Autor: Davis Sena Filho *
Ligo a
televisão e me deparo com o Mau Dia Brasil. Os apresentadores do jornal
matutino e conservador da Globo e de oposição ao Governo trabalhista, Chico
Pinheiro e Ana Paula Araújo, bem como a apresentadora de Brasília, Giuliana
Morrone, mostram-se inconformados ao tempo que irritados com os protestos de
ontem em São Paulo, quando centenas de pessoas mascaradas quebraram dezenas de
lojas de pequenos empresários, além de incendiarem caminhões e ônibus na
importante Rodovia Raposo Tavares, o que prejudicou enormemente um dos
trânsitos mais caóticos do mundo que é o da cidade de São Paulo.
Os
jornalistas do Mau Dia Brasil também se mostraram irritados com a “passeata” de
apenas 15 pessoas que protestavam por causa de moradia em uma das avenidas mais
importantes da capital bandeirante, o que gerou um enorme engarrafamento, a
prejudicar milhares de pessoas, que de manhã se dirigem para seus trabalhos. A
resumir: 15 pessoas (o número é este mesmo!) no meio de uma enorme via, a parar
o trânsito e a impedir que as pessoas cheguem a seus empregos com menos tensão
ou estresse.
Contudo, a
imprensa de negócios privados, à frente o jornalismo da Globo, assopra e morde
e essa conduta é perceptível desde as primeiras manifestações acontecidas em
junho, quando parcela da classe média coxinha e reacionária percebeu que tinha
uma grande oportunidade, juntamente com os Anonymous e os Black Blocs, de
protestar na carona do Movimento Passe Livre (MPL), grupo organizado em um
tempo de dez anos, que apresenta pautas sociais, de esquerda, como, por
exemplo, o passe livre para os estudantes, melhor mobilidade, meios de
transportes limpos e confortáveis, além de horários pontuais e transparência
das contas dos empresários desse segmento tão importante para a sociedade.

##########

▸ **TRABALHO SOLICITADO**:
[A] Responda com base no trecho:
(i) Quantas pessoas participavam da passeata por moradia?
(ii) Em que rodovia foram incendiados caminhões e ônibus?
(iii) Há quanto tempo o Movimento Passe Livre está organizado?
[B] Reproduza fielmente a parte do trecho que começa nas palavras "Autor: Davis Sena" e termina depois das palavras "de São Paulo.".
As linhas que vêm depois deste trecho não entram neste trabalho.

▸ **DADOS APRESENTADOS**:
##########

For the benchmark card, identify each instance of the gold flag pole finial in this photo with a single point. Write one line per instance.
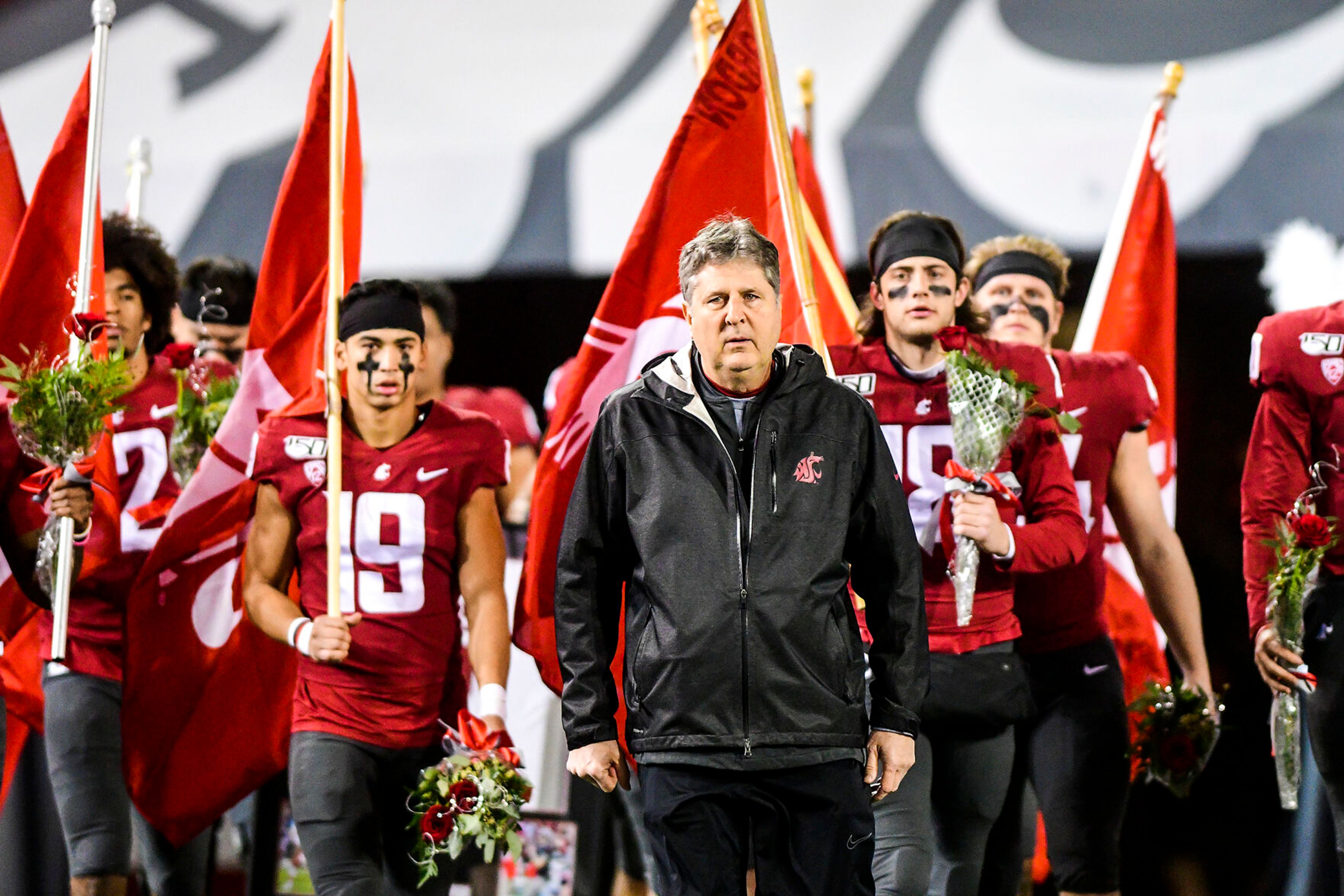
(1172, 76)
(807, 78)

##########

▸ **OS RESULTADOS**:
[A]
(i) 15 pessoas.
(ii) Na Rodovia Raposo Tavares.
(iii) Há dez anos.

[B]
Autor: Davis Sena Filho *
Ligo a
televisão e me deparo com o Mau Dia Brasil. Os apresentadores do jornal
matutino e conservador da Globo e de oposição ao Governo trabalhista, Chico
Pinheiro e Ana Paula Araújo, bem como a apresentadora de Brasília, Giuliana
Morrone, mostram-se inconformados ao tempo que irritados com os protestos de
ontem em São Paulo, quando centenas de pessoas mascaradas quebraram dezenas de
lojas de pequenos empresários, além de incendiarem caminhões e ônibus na
importante Rodovia Raposo Tavares, o que prejudicou enormemente um dos
trânsitos mais caóticos do mundo que é o da cidade de São Paulo.